## Consignes
1. Répondez aux questions suivantes à partir de l'extrait sur le partenariat Afrique-Europe :
(a) Pour quelle raison l'énergie nécessaire au développement doit-elle être propre ?
(b) Quelle est la troisième dimension du partenariat mentionnée ?
(c) Par qui est menée l'initiative visant à apporter à l'Afrique des instruments et des bonnes pratiques de régulation de l'énergie ?
2. D'après l'extrait sur le partenariat Afrique-Europe, expliquez en une à trois phrases pourquoi la migration rend ce partenariat nécessaire.
3. Reprenez l'extrait sur le partenariat Afrique-Europe là où il s'arrête et poursuivez sa rédaction.

Il est évident que l’Afrique et l’Europe doivent être partenaires : nous sommes extrêmement proches et nous avons besoin l’une de l’autre. Tout d’abord, en raison de la migration. Le niveau de vie en Europe attire de nombreuses personnes et la population africaine augmente rapidement. Le seul moyen de ralentir la croissance démographique est de stabiliser la population dans son propre pays grâce au développement économique et humain, ce qui nécessite de l’énergie – qui doit être propre à cause du changement climatique. Il s’agit d’un thème majeur qui implique les deux continents et nous devons nous y atteler.

Deuxièmement, l’Afrique offre de nombreuses opportunités d’affaires qui doivent être réalisées de manière durable. La troisième dimension est le renforcement des capacités. Nous avons surmonté de nombreux problèmes lors du développement du secteur de l’énergie en Europe. Il n’est pas possible de faire un simple copier-coller, mais une grande partie de notre expertise, par exemple sur la création d’un marché régional de l’électricité, peut être transférée vers l’Afrique ou adaptée au contexte africain.

En ce qui concerne l’accélération du partenariat, le renforcement des capacités et l’École africaine de régulation forment une initiative qui s’efforce d’apporter à l’Afrique des instruments et des bonnes pratiques de régulation de l’énergie en les adaptant au contexte du continent, une initiative menée par des Africains mais en interaction avec l’Europe, ce qui constitue une contribution majeure.

4. Comment s’assurer que l’abandon progressif des combustibles fossiles au profit des énergies durables s’opère de manière équitable et que même les groupes les plus marginalisés de la société en profiteront ?

## Entrées répertoriées
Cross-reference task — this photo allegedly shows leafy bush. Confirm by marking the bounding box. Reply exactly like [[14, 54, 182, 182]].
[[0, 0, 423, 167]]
---
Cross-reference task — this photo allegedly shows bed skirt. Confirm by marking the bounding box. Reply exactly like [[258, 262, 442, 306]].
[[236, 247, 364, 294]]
...
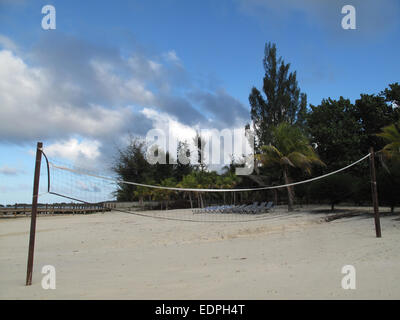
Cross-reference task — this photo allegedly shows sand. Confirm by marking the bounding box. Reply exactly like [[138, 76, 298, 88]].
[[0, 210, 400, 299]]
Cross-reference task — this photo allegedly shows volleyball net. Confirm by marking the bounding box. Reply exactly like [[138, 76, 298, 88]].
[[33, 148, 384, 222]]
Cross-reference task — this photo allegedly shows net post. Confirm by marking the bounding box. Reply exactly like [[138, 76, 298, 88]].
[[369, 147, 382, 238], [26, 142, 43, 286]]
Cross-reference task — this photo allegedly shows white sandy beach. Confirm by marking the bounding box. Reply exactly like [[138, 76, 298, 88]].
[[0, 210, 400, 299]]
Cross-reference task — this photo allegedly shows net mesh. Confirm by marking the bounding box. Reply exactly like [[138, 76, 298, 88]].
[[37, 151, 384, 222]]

## Réponses attendues
1.
(a) À cause du changement climatique.
(b) Le renforcement des capacités.
(c) Par des Africains, en interaction avec l'Europe.

2. Le niveau de vie en Europe attire de nombreuses personnes, alors que la population africaine augmente rapidement. Le seul moyen de ralentir la croissance démographique est de stabiliser la population dans son propre pays grâce au développement économique et humain. Ce développement exige une énergie propre, un thème majeur qui implique les deux continents.

3.
C’est une question difficile que de nombreuses personnes s’efforcent de résoudre et je ne peux prétendre avoir une solution. Le premier postulat est que l’Afrique et l’Afrique subsaharienne ont le droit de se développer économiquement et industriellement et qu’il leur faudra, pour cela, beaucoup d’énergie. Le développement doit se faire de manière raisonnablement propre, mais, sachant que l’Europe brûle du gaz nigérian dans ses centrales électriques et qu’elle a construit ses industries et ses infrastructures en utilisant des combustibles fossiles, elle ne peut pas demander à l’Afrique de ne pas faire de même. Heureusement, les technologies d’énergie renouvelable sont devenues compétitives par rapport aux technologies fossiles, mais nous avons encore besoin de ces dernières pour compenser la nature intermittente ou variable de certaines sources renouvelables, comme l’énergie solaire ou éolienne, si nous voulons que le secteur de l’énergie soit gérable. Nous avons besoin d’un mix qui doit être aussi propre que possible, mais l’Europe (parmi d’autres nations), qui apporte des fonds aux pays africains, n’a pas le droit d’exiger que tout soit renouvelable.

L’électrification des groupes les plus marginalisés en Afrique nécessitera beaucoup de solutions hors réseau qui sont principalement basées sur les énergies renouvelables. Une économie décarbonée est synonyme d’économie électrifiée. Nous ne pouvons pas continuer à faire la cuisine avec de la biomasse ou avec du gaz naturel et nous ne pourrons plus avoir toutes ces motos fonctionnant à l’essence dans les villages africains en 2050. Toute l’économie doit être électrifiée, ce qui nécessite un bon raccordement. Il faut que les mini-réseaux et les systèmes autonomes touchent tout le monde. Le mix en amont doit être aussi propre que possible et, heureusement, toutes ces ressources distribuées peuvent être raccordées au réseau et la plupart d’entre elles finiront par l’être. Nous devons beaucoup réfléchir à l’extension du réseau, au dernier kilomètre et à la mise en place d’infrastructures de distribution financièrement viables et correctement régulées.

5. Qu’est-ce qui vous motive à prôner une transition vers une énergie propre ?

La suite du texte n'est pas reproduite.